→ DOCUMENT EXTRACT
★ ★ ★ ★ ★ ★ ★

Horsham is on 'Cricketfield Road' and the Ground is known as the Cricketfield Road Ground. The two ends are called the Town End and the Railway End. Horsham's second ground, named after former President Dr. John Dew, lies adjacent to the main square.

==First XI==

Horsham runs four Saturday men's teams, one Sunday men's and two women's teams. Horsham have won the Sussex League title a record eight times and the Cyril Snell trophy a record 11 times (including six times in seven years between 2001 and 2006); most recently in August 2010 where Horsham beat Stirlands CC to win a tight match by four runs, with two balls remaining. The club's crowning achievement came in 2005 when they won the Cockspur Cup for the first time in their history.

★ ★ ★ ★ ★ ★ ★

→ DATA EXTRACT
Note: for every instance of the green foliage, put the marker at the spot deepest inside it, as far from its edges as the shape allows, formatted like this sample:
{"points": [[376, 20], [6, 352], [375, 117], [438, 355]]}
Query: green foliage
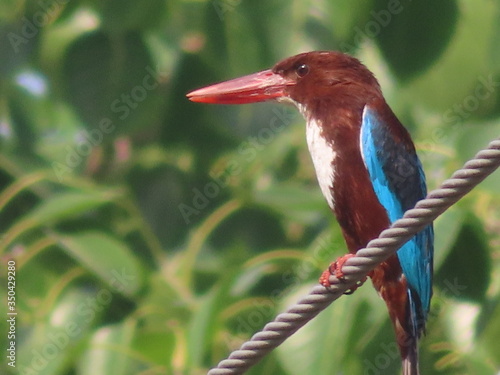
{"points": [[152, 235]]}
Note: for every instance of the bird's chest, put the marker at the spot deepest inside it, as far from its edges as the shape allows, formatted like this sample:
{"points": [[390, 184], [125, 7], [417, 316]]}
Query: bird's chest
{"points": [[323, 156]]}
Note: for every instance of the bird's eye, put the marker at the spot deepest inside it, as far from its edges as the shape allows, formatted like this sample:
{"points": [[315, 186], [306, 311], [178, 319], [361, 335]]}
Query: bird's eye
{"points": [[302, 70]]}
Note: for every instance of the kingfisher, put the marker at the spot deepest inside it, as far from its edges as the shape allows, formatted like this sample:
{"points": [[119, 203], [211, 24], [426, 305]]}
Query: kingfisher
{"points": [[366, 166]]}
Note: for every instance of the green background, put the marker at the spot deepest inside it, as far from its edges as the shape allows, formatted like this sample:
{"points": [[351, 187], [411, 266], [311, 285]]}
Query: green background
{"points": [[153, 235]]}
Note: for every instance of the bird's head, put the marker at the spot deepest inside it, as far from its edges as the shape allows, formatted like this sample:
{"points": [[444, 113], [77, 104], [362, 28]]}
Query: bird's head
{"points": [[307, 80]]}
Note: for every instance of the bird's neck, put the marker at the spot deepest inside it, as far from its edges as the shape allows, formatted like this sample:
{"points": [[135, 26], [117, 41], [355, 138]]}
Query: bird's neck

★ ★ ★ ★ ★ ★ ★

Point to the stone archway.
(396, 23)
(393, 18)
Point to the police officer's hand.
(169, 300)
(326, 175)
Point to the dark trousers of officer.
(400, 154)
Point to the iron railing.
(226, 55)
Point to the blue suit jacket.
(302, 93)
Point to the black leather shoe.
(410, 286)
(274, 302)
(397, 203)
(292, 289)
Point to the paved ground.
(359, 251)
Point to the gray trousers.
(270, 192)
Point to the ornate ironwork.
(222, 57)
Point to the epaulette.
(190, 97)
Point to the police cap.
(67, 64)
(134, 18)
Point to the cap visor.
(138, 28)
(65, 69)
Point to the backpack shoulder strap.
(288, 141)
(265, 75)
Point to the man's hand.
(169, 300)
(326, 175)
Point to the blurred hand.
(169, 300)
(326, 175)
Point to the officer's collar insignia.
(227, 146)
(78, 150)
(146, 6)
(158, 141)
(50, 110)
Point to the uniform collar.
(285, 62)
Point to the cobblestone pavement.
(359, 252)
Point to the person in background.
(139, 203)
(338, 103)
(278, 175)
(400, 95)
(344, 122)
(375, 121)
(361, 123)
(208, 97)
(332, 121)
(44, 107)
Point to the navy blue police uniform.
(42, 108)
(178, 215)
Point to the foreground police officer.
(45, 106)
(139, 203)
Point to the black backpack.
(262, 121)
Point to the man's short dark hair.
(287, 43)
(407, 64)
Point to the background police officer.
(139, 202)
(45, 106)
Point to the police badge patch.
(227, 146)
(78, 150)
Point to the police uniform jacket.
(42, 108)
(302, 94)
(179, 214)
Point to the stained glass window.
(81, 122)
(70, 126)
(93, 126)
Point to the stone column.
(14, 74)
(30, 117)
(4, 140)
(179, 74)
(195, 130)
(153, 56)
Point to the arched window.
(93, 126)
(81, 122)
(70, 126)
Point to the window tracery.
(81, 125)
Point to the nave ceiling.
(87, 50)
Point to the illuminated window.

★ ★ ★ ★ ★ ★ ★

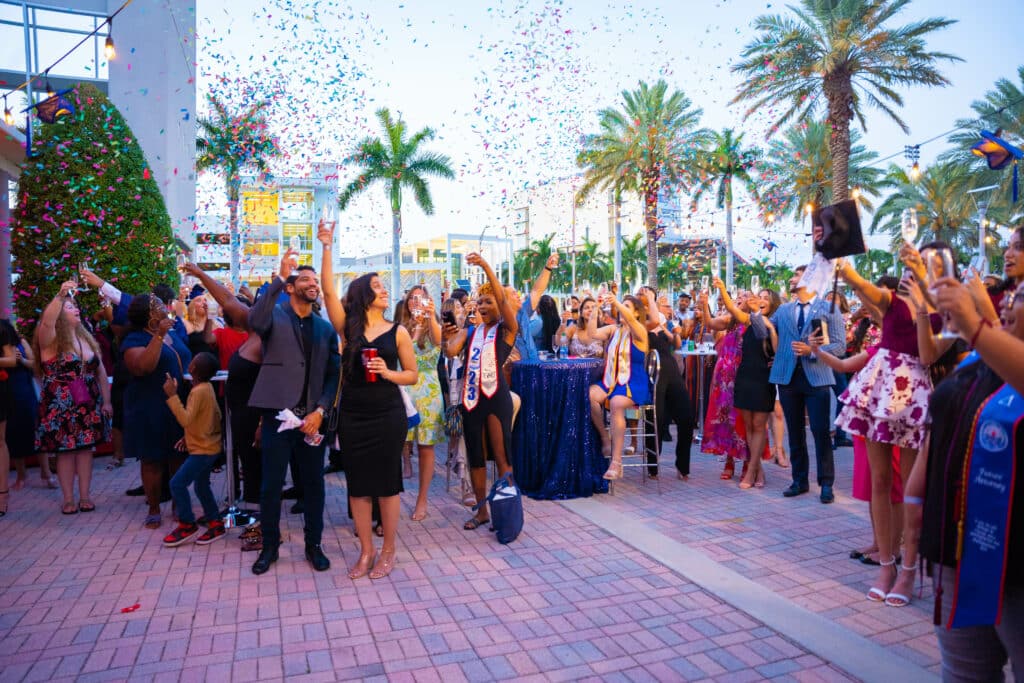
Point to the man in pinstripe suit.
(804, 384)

★ ★ ★ ★ ★ ★ ★

→ EXERCISE 1
In the passage about Horsham cricket, what are the two ends of the Cricketfield Road Ground called?
→ EXERCISE 2
Resume the passage about Horsham cricket after its last sentence.
The records are drawn from a separate source.

→ ANSWER SPACE 1
The Town End and the Railway End.

→ ANSWER SPACE 2
==Sussex CCC==

Horsham CC annually hosts a week of cricket for Sussex County Cricket Club, being one of three official Sussex outgrounds. A first-class match and a domestic limited overs match is usually part of the week, known as the Horsham Cricket Festival.

==Notable Horsham cricketers==

Players with first-class caps who have represented Horsham are:

- Tom Haines
- Tom Clark
- Jofra Archer
- Will Beer
- Bertie Foreman
- Shaun Humphries
- Andrew Hodd
- Carl Hopkinson
- Will House
- Robin Martin-Jenkins
- Roger Marshall
- Chris Nash
- Michael Thornely
- Michael Munday
- David Hussey
- Shane Jurgensen
- Matt Henry
- Jan-Berrie Burger
- Naved Arif Gondal
- Mark Sanders
- Kamau Leverock
- Matthew de Villiers
- In the 1980s, Australian cricketer Tim May spent a season honing his offspin as a 19-year-old.
- In the 1970s Sussex and England cricketer, Paul Parker, lived and went to school in the town after his family arrived in the UK from Rhodesia.